PROBLEM STATEMENT =
Restate the listing that follows word for word, without its pictures.

────────────────────────────────────────

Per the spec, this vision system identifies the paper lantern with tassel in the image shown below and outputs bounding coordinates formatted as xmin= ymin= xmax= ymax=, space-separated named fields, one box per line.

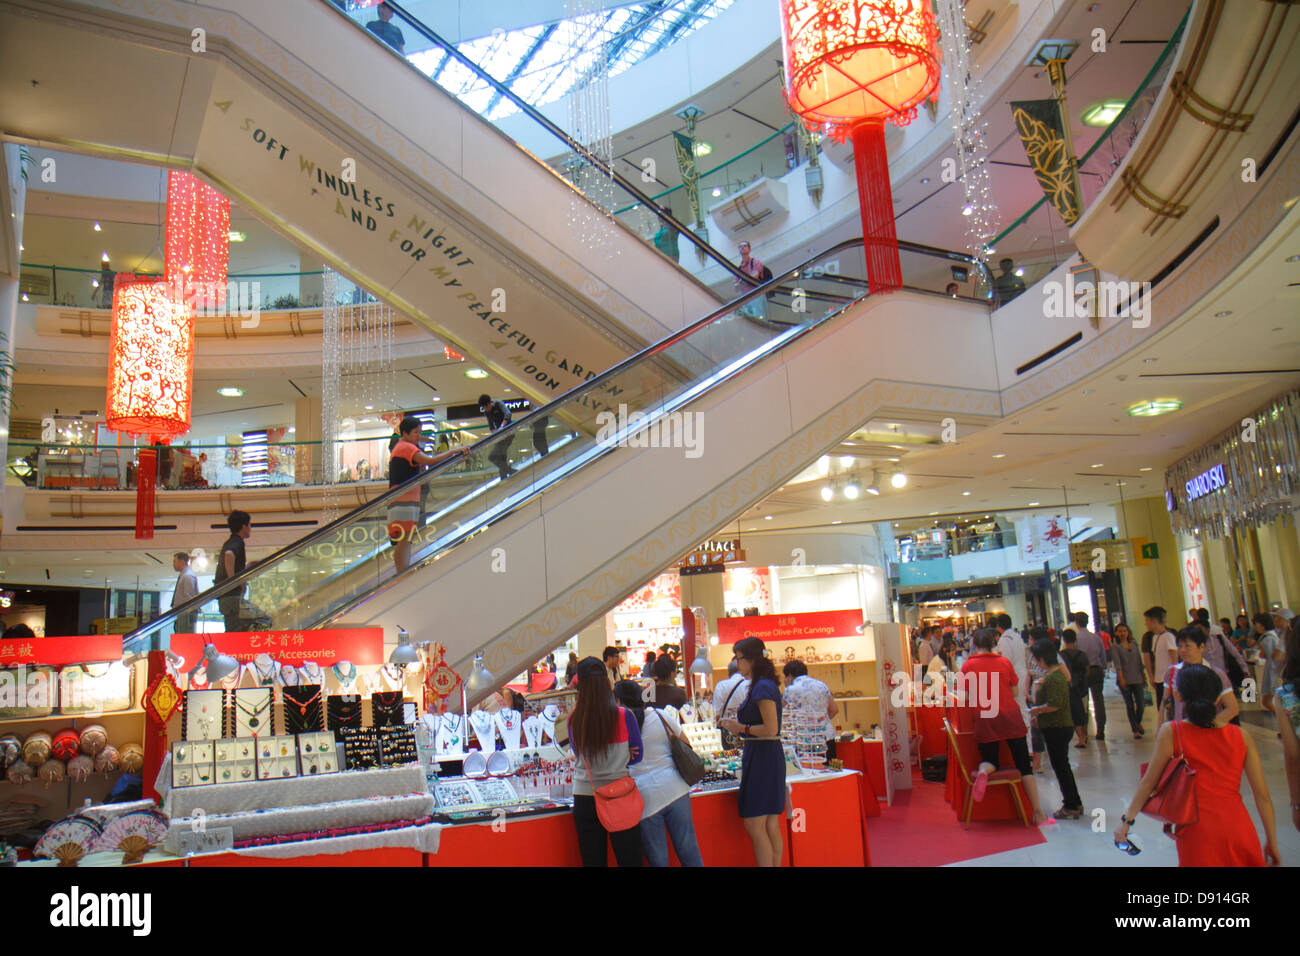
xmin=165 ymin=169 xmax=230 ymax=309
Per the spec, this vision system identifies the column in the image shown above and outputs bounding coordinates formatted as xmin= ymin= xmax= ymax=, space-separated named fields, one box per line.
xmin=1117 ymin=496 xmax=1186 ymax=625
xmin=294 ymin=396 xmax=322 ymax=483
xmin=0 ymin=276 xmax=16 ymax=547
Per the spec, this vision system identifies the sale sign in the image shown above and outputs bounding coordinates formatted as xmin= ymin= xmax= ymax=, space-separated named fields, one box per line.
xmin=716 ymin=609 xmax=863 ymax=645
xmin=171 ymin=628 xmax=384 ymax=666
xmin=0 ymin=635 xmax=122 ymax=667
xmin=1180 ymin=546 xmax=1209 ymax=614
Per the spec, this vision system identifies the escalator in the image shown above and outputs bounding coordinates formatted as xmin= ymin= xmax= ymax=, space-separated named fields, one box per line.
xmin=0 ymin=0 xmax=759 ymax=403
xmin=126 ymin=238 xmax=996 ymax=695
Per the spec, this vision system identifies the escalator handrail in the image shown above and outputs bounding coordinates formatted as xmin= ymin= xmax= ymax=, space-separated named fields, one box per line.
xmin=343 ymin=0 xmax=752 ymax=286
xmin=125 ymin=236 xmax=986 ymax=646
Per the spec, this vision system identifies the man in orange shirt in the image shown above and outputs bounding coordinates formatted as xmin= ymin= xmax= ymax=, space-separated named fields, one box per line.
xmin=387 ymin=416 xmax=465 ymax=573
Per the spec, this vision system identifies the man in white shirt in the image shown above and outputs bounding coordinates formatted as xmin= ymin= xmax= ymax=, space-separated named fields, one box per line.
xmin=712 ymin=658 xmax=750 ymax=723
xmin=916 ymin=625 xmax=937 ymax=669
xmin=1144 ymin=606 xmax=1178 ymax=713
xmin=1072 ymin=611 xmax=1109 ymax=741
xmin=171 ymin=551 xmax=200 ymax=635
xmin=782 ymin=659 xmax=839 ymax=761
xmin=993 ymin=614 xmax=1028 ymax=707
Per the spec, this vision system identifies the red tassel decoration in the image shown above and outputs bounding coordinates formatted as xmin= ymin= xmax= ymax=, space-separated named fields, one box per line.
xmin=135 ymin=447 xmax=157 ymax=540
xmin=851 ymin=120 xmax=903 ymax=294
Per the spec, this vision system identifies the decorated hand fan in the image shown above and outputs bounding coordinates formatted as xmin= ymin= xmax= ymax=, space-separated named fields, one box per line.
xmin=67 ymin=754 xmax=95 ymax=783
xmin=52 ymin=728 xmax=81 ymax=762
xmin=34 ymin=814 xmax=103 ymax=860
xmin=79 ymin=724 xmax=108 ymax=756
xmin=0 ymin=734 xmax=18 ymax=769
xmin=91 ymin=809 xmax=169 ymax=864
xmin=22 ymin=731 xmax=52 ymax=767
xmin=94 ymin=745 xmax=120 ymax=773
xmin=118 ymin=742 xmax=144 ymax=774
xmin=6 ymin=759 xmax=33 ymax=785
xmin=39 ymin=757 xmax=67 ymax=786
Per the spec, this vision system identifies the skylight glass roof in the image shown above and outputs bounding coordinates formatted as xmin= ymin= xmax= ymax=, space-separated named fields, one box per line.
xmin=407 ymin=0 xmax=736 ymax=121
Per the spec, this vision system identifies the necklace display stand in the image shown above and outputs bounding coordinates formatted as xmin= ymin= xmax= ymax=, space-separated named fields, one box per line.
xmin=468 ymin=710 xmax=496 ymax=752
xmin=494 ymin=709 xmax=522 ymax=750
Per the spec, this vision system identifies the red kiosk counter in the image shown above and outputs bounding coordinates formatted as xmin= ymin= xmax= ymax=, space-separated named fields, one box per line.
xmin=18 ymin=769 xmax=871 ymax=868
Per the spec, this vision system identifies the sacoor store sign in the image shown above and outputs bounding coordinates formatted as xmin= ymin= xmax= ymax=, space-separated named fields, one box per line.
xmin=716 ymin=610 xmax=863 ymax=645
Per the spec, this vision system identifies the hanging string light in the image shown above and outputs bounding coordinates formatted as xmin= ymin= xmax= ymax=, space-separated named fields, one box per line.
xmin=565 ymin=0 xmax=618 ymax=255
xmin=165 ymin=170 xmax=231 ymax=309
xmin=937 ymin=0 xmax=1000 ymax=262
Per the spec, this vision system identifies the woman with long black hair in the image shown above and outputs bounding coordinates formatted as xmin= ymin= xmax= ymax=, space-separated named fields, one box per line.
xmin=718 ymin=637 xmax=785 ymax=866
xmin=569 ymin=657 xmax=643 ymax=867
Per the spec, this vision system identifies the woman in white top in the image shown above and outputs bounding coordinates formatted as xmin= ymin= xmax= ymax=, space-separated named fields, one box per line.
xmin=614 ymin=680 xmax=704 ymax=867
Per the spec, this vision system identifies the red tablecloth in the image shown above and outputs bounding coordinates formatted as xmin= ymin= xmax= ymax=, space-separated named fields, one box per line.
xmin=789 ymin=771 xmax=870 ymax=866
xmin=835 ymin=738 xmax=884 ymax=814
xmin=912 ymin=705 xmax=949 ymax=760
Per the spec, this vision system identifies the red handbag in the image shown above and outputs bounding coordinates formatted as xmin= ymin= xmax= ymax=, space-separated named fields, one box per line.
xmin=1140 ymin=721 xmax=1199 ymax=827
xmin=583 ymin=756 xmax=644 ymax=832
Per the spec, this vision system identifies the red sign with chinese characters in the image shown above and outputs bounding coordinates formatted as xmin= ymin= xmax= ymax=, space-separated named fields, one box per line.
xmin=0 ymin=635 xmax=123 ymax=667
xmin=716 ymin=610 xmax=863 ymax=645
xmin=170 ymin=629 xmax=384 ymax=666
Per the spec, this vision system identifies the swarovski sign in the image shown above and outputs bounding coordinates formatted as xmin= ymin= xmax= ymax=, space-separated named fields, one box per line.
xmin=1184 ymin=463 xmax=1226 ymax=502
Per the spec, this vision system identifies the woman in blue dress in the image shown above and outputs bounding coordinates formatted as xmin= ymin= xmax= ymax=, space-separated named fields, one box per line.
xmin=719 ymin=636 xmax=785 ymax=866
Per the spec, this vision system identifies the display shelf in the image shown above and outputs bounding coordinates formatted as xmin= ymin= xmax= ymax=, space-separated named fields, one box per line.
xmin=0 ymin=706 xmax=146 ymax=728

────────────────────────────────────────

EXERCISE SOLUTION =
Per the spec, this vision system identifies the paper lantern with tassel in the image shown below and outputs bounding coordinates formatted as xmin= ymin= xmax= ymax=, space-separated named fields, one box per line.

xmin=165 ymin=169 xmax=230 ymax=309
Per the spec, this vision system identifies the column in the image shown above and outputs bounding coordinates formatted as xmin= ymin= xmax= ymax=, space-separated named fields, one box per line.
xmin=1117 ymin=496 xmax=1186 ymax=625
xmin=294 ymin=396 xmax=322 ymax=483
xmin=0 ymin=276 xmax=16 ymax=547
Per the spec, this vision system identifies the sale sign in the image shown above and outputs bounding coordinates formatted as xmin= ymin= xmax= ymax=, space-separated named fields, one box per line.
xmin=716 ymin=609 xmax=863 ymax=645
xmin=171 ymin=628 xmax=384 ymax=666
xmin=0 ymin=635 xmax=122 ymax=667
xmin=1180 ymin=546 xmax=1209 ymax=614
Per the spec, this vision system identifies the escalator in the image shown above and outputs bounding coordinates formatted as xmin= ymin= xmax= ymax=, space-separated named fields, one box per line.
xmin=0 ymin=0 xmax=759 ymax=403
xmin=126 ymin=238 xmax=996 ymax=695
Per the spec, this vision system identifies the escalator handrail in the image shown above and outputs bounding coordinates formatted as xmin= ymin= xmax= ymax=, space-separated named fields, one box per line.
xmin=343 ymin=0 xmax=752 ymax=286
xmin=125 ymin=236 xmax=986 ymax=646
Per the spec, this vision system identifies the man in orange shirt in the image shown above and outputs bounding coordinates formatted as xmin= ymin= xmax= ymax=, space-separated named fields, one box per line.
xmin=387 ymin=416 xmax=465 ymax=573
Per the spec, this vision system identifies the man in white shirt in the image shown above and outputs bounding coordinates formatted as xmin= ymin= xmax= ymax=, space-separated named fields, one box per line.
xmin=712 ymin=658 xmax=750 ymax=723
xmin=916 ymin=625 xmax=937 ymax=669
xmin=1144 ymin=606 xmax=1178 ymax=713
xmin=1072 ymin=611 xmax=1109 ymax=741
xmin=171 ymin=551 xmax=200 ymax=635
xmin=782 ymin=659 xmax=839 ymax=761
xmin=993 ymin=614 xmax=1028 ymax=707
Per the spec, this vision system identifies the red tassel decoration in the image shown above and outputs bounding coordinates formatted as xmin= ymin= xmax= ymax=, space-separated named fields, one box per line.
xmin=135 ymin=447 xmax=157 ymax=540
xmin=851 ymin=120 xmax=903 ymax=294
Per the spec, this vision system identifies the decorated hand fan in the image shown above and outputs bounding coordinates formatted as xmin= ymin= xmax= ymax=, space-separated named fields, one box per line.
xmin=67 ymin=754 xmax=95 ymax=783
xmin=52 ymin=728 xmax=81 ymax=762
xmin=34 ymin=814 xmax=103 ymax=860
xmin=79 ymin=724 xmax=108 ymax=756
xmin=0 ymin=734 xmax=18 ymax=769
xmin=91 ymin=809 xmax=169 ymax=864
xmin=22 ymin=731 xmax=52 ymax=767
xmin=94 ymin=745 xmax=120 ymax=773
xmin=118 ymin=742 xmax=144 ymax=774
xmin=6 ymin=759 xmax=33 ymax=785
xmin=39 ymin=757 xmax=67 ymax=786
Per the spec, this vision system identifies the skylight glass roof in the image shown above and outputs bounding coordinates formatted as xmin= ymin= xmax= ymax=, space-separated named fields, one box per line.
xmin=407 ymin=0 xmax=736 ymax=121
Per the spec, this vision system identifies the necklace display stand in the image shown above and outputs bounding coordinates formatted as xmin= ymin= xmax= ymax=, space-separated named fields, one box per line.
xmin=468 ymin=710 xmax=496 ymax=752
xmin=494 ymin=709 xmax=522 ymax=750
Per the spec, this vision system identifies the red kiosk counter in the image shown above and outputs bounding coordinates formatted as xmin= ymin= xmax= ymax=, space-separated named fields, one box per line.
xmin=18 ymin=769 xmax=871 ymax=868
Per the spec, this vision system identifies the sacoor store sign in the image shown above and outputs bounding coordinates formatted as xmin= ymin= xmax= ymax=, space-separated named fields, one box per line.
xmin=716 ymin=610 xmax=863 ymax=645
Per the spec, this vision system identifies the hanging string light in the image shown above and outputs bounding coordinates formatted as xmin= ymin= xmax= ymax=, space-separated named fields, one box per line.
xmin=565 ymin=0 xmax=618 ymax=255
xmin=165 ymin=170 xmax=231 ymax=309
xmin=937 ymin=0 xmax=1000 ymax=262
Per the spec, this vision system identifies the woman with long black hair in the image shown above and outputs bounding coordinates formatted as xmin= ymin= xmax= ymax=, space-separated named fields, one box per line.
xmin=718 ymin=637 xmax=785 ymax=866
xmin=569 ymin=657 xmax=643 ymax=867
Per the spec, this vision system identifies the woman in white top in the image shown above and outputs bounding coordinates formatted as xmin= ymin= xmax= ymax=, space-separated named fields, one box per line.
xmin=614 ymin=680 xmax=704 ymax=867
Per the spec, this vision system identifies the red tablecloth in the image shown above and outputs bounding coordinates formatted as xmin= ymin= xmax= ymax=, space-separated named fields, one box per line.
xmin=789 ymin=771 xmax=870 ymax=866
xmin=835 ymin=738 xmax=884 ymax=814
xmin=912 ymin=705 xmax=949 ymax=760
Per the spec, this vision system identifies the red handbag in the image shown above and outputs bounding coordinates formatted as xmin= ymin= xmax= ymax=, space-separated named fields, one box per line.
xmin=1140 ymin=721 xmax=1199 ymax=827
xmin=583 ymin=756 xmax=644 ymax=832
Per the spec, this vision system identifies the red sign with chinese characters in the image shown above and outputs bounding coordinates formatted as xmin= ymin= xmax= ymax=, space-separated named fields, one box per line.
xmin=0 ymin=635 xmax=123 ymax=667
xmin=716 ymin=610 xmax=863 ymax=645
xmin=170 ymin=629 xmax=384 ymax=666
Per the spec, this vision system identifies the swarovski sign in the image shown above and outputs bounding coordinates formatted as xmin= ymin= xmax= ymax=, space-separated named fields, one box per line.
xmin=1184 ymin=463 xmax=1226 ymax=502
Per the spec, this vision system identifies the woman in blue dress in the image shown above and outputs bounding coordinates formatted as xmin= ymin= xmax= ymax=, space-separated named fields, one box per line.
xmin=719 ymin=636 xmax=785 ymax=866
Per the spec, this vision system identifies the display shelf in the image shown above and outputs bounding coordinates formatted as xmin= ymin= xmax= ymax=, space-separated named fields, one box per line.
xmin=0 ymin=706 xmax=146 ymax=728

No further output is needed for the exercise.